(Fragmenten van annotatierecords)
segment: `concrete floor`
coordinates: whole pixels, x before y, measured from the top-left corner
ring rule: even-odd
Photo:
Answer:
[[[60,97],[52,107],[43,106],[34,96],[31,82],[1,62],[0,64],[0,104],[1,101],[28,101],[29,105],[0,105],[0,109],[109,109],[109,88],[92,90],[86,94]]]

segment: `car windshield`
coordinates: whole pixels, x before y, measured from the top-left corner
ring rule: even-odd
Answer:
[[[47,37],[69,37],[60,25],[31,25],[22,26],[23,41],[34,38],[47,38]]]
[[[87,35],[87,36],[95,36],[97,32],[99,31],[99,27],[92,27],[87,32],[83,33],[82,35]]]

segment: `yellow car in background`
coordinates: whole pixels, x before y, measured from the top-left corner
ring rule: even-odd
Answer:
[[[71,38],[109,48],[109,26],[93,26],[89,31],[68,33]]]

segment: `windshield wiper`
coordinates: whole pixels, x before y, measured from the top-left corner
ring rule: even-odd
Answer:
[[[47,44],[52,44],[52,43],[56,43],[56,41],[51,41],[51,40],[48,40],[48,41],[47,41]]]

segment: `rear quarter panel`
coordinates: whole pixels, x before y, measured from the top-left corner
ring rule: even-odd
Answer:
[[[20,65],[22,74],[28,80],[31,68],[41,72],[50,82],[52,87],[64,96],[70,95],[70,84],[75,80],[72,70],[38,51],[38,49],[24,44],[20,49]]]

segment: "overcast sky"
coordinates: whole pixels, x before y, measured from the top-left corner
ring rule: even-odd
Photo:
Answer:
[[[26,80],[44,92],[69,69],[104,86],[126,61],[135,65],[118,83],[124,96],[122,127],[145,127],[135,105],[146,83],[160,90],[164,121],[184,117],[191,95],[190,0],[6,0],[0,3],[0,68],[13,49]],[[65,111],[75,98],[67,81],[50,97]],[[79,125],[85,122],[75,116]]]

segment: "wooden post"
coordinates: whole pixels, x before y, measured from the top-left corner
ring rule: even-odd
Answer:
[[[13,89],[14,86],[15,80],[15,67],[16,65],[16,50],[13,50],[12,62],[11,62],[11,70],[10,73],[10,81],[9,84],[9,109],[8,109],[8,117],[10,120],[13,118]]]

Schriftelijke opdracht: Haal uit de records elke regel die de tekenreeks "windshield" bevat en neem die regels volledig over. Houd daarbij rekening met hoofdletters en kleine letters.

Antwoord op oefening:
segment: `car windshield`
segment: `windshield wiper`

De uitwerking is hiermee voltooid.